Directions: Count the lines in the records below that contain the string "fill", treating uppercase and lowercase as different. Reply with that number only.

Source material:
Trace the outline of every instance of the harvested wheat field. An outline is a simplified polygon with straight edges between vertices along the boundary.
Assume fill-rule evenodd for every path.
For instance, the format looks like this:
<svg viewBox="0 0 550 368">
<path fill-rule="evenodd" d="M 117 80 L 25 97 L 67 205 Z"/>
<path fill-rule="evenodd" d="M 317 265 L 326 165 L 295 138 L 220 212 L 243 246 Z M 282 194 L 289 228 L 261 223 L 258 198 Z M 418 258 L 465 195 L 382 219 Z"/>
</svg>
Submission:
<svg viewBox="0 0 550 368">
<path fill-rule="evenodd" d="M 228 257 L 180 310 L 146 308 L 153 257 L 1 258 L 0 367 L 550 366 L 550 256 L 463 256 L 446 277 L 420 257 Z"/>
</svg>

Solution to the problem: 4